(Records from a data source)

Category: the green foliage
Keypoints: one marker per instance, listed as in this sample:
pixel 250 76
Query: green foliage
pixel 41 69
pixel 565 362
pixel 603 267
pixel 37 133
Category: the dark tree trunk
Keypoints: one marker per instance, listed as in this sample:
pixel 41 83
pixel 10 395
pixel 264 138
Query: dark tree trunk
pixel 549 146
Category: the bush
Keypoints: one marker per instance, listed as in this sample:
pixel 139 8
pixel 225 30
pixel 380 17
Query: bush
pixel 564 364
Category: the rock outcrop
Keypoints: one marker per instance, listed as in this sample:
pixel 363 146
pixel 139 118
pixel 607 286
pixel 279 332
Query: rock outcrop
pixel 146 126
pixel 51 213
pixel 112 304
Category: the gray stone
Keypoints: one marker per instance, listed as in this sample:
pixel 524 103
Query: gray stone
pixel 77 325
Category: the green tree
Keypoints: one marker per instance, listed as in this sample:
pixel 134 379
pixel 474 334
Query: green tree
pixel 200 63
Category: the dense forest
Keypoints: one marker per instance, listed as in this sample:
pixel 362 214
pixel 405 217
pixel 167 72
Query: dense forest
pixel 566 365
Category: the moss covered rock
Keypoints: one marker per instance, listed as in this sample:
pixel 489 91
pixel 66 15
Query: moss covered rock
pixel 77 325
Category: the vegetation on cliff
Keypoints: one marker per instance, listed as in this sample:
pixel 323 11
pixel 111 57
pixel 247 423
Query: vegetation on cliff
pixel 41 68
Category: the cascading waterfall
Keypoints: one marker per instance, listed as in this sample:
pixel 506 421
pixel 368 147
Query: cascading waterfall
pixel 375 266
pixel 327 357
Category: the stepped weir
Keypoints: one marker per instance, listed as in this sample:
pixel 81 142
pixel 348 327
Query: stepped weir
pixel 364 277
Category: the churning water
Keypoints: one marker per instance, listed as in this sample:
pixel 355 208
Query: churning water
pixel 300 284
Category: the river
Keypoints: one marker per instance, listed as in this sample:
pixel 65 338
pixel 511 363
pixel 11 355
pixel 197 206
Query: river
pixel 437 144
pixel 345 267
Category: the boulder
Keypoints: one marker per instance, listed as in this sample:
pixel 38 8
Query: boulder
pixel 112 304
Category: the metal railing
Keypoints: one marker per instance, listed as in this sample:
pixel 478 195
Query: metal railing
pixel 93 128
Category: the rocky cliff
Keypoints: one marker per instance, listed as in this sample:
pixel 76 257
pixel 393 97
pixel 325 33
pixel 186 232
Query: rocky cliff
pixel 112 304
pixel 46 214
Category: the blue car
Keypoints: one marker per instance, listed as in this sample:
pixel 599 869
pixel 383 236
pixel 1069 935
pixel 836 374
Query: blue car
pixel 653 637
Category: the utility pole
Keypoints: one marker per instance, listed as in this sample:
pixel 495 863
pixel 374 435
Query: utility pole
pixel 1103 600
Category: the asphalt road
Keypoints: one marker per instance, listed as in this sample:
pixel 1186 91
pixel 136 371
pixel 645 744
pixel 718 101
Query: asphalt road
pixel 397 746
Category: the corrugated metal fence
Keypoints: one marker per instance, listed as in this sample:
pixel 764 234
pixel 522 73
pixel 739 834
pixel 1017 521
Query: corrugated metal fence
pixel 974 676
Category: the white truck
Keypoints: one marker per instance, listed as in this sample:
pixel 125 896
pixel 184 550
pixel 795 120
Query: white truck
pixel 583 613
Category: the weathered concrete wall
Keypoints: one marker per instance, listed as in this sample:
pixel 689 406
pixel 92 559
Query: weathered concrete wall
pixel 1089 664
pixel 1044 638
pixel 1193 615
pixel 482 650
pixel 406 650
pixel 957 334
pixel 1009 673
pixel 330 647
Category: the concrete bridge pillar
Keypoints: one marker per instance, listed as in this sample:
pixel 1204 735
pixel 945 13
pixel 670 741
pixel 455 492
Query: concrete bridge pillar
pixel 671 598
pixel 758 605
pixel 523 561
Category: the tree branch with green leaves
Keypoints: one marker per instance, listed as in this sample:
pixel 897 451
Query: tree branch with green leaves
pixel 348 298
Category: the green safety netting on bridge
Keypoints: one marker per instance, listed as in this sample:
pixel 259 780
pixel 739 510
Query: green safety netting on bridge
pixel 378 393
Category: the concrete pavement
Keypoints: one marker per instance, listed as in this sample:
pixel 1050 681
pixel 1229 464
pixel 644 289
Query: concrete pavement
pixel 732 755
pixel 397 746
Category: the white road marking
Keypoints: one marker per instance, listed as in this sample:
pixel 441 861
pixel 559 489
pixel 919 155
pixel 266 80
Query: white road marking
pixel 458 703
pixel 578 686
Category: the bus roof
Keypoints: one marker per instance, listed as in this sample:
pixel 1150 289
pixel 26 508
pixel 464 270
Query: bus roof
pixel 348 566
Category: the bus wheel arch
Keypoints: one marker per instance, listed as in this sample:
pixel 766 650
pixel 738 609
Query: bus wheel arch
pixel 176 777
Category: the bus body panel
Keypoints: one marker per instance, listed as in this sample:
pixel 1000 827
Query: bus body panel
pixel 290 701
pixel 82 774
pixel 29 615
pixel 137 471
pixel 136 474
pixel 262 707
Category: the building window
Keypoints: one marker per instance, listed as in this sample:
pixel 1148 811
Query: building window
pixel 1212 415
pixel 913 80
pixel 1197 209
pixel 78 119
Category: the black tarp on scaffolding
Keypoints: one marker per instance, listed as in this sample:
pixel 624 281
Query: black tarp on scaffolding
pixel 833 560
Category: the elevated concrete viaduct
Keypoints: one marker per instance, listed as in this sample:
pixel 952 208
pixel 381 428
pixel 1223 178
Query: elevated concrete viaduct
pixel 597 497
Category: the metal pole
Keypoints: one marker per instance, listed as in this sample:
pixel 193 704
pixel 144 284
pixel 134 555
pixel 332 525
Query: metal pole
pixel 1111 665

- **Your instructions**: Copy the items above line for line, with no changes.

- **Result of the task**:
Category: the green foliage
Keypoints: one marker per instance, listed as in this sample:
pixel 250 76
Query: green foliage
pixel 41 69
pixel 565 362
pixel 603 267
pixel 37 133
Category: the dark tree trunk
Keypoints: one marker per instance, listed as in this sample:
pixel 41 83
pixel 10 395
pixel 264 138
Query: dark tree trunk
pixel 549 146
Category: the bush
Keypoints: one marker per instance, listed as in this sample:
pixel 139 8
pixel 225 30
pixel 380 17
Query: bush
pixel 564 364
Category: the rock outcrop
Keypoints: one marker per instance, listed as in this sample:
pixel 363 146
pixel 139 118
pixel 607 286
pixel 279 332
Query: rock outcrop
pixel 146 126
pixel 51 213
pixel 112 304
Category: the gray stone
Keypoints: one marker per instance, listed as in this sample:
pixel 524 103
Query: gray stone
pixel 77 325
Category: the green tree
Keypoints: one marker per instance, listed as in this sample:
pixel 134 379
pixel 474 334
Query: green tree
pixel 200 63
Category: the dense forest
Keypoints: one marker per instance, listed as in this sample:
pixel 362 214
pixel 405 217
pixel 167 72
Query: dense forest
pixel 566 365
Category: the moss covered rock
Keypoints: one marker per instance, listed as in this sample:
pixel 489 91
pixel 66 15
Query: moss covered rock
pixel 77 325
Category: the vegetation on cliff
Keypoints: one marker per instance, listed as in this sample:
pixel 323 11
pixel 111 57
pixel 247 423
Query: vegetation on cliff
pixel 41 68
Category: the cascading waterfall
Keypoints: one marker per instance, listed as in this sample:
pixel 506 421
pixel 368 147
Query: cascading waterfall
pixel 375 266
pixel 327 357
Category: the stepped weir
Keypoints: one marker per instance, listed as in this sample:
pixel 81 142
pixel 348 327
Query: stepped weir
pixel 364 277
Category: the churning water
Keypoints: one marker per instance, listed as in this sample:
pixel 355 208
Query: churning water
pixel 300 284
Category: the river
Keypoints: one marker per instance, listed as in this sample:
pixel 65 338
pixel 511 363
pixel 11 355
pixel 197 206
Query: river
pixel 437 144
pixel 345 267
Category: the boulder
Keypoints: one marker per instance, listed as in this sample:
pixel 38 8
Query: boulder
pixel 112 304
Category: the metal railing
Keypoints: one marker per instance, listed as in this sample:
pixel 478 195
Query: metal railing
pixel 93 128
Category: the rocky cliff
Keypoints: one marker per instance, listed as in this sample:
pixel 76 257
pixel 393 97
pixel 325 33
pixel 186 232
Query: rocky cliff
pixel 112 304
pixel 46 214
Category: the blue car
Keypoints: one marker per instance, listed as in this sample:
pixel 599 869
pixel 383 236
pixel 1069 935
pixel 836 374
Query: blue car
pixel 653 637
Category: the utility pole
Keypoints: one marker per instance, listed as in this sample:
pixel 495 863
pixel 374 435
Query: utility pole
pixel 1103 600
Category: the asphalt road
Keypoints: one marker per instance, listed as in this sample:
pixel 1186 91
pixel 136 371
pixel 645 744
pixel 718 101
Query: asphalt road
pixel 397 746
Category: the corrugated metal fence
Keypoints: one marker per instance, listed as in this sample:
pixel 764 234
pixel 522 73
pixel 739 834
pixel 1017 521
Query: corrugated metal fence
pixel 974 676
Category: the white truck
Keypoints: one marker per instance, listed as in this sample:
pixel 125 896
pixel 184 550
pixel 795 120
Query: white truck
pixel 583 613
Category: the weathered concrete wall
Keypoints: one marker per instance, listed as in this sample:
pixel 689 406
pixel 92 559
Query: weathered concrete wall
pixel 1089 664
pixel 1044 638
pixel 1193 615
pixel 482 650
pixel 406 650
pixel 957 334
pixel 1009 673
pixel 330 647
Category: the concrete bridge pillar
Keypoints: one marker per instance, listed as in this sample:
pixel 1204 735
pixel 945 13
pixel 670 741
pixel 455 492
Query: concrete bridge pillar
pixel 671 598
pixel 758 605
pixel 523 561
Category: the tree branch with green leaves
Keypoints: one marker per instance, listed as in this sample:
pixel 897 451
Query: tree branch with green leaves
pixel 348 298
Category: the green safety netting on bridge
Keypoints: one marker per instance, listed as in this sample:
pixel 259 780
pixel 739 510
Query: green safety netting on bridge
pixel 378 393
Category: the concrete pavement
Keypoints: one marker per instance, listed as in this sample:
pixel 1050 681
pixel 1229 464
pixel 644 289
Query: concrete pavement
pixel 732 755
pixel 397 746
Category: the white road marking
Keypoints: one marker per instance, listed as in this sample:
pixel 441 861
pixel 559 489
pixel 919 155
pixel 266 80
Query: white road marking
pixel 458 703
pixel 578 686
Category: the bus roof
Keypoints: one marker per instance, listed as in this sample:
pixel 1150 289
pixel 26 508
pixel 464 270
Query: bus roof
pixel 348 566
Category: the bus wheel arch
Keypoints: one marker per instance, listed as in this sample:
pixel 766 650
pixel 738 609
Query: bus wheel arch
pixel 176 777
Category: the bus body panel
Keypoints: one marker per instance, listed as in this sample:
pixel 1000 827
Query: bus body panel
pixel 290 701
pixel 82 774
pixel 29 615
pixel 137 471
pixel 136 474
pixel 262 707
Category: the building window
Keypoints: one marker per instance, listed as in this sample:
pixel 1148 811
Query: building window
pixel 1212 415
pixel 913 80
pixel 1197 209
pixel 78 119
Category: the black tarp on scaffolding
Keypoints: one marker per instance, listed as in this sample:
pixel 624 281
Query: black tarp on scaffolding
pixel 833 560
Category: the elevated concrete viaduct
Keypoints: one marker per instance, listed as in this sample:
pixel 952 208
pixel 381 428
pixel 1223 178
Query: elevated concrete viaduct
pixel 597 497
Category: the metal pole
Keypoints: one marker per instance, listed as in this sample:
pixel 193 704
pixel 144 284
pixel 134 555
pixel 332 525
Query: metal pole
pixel 1111 665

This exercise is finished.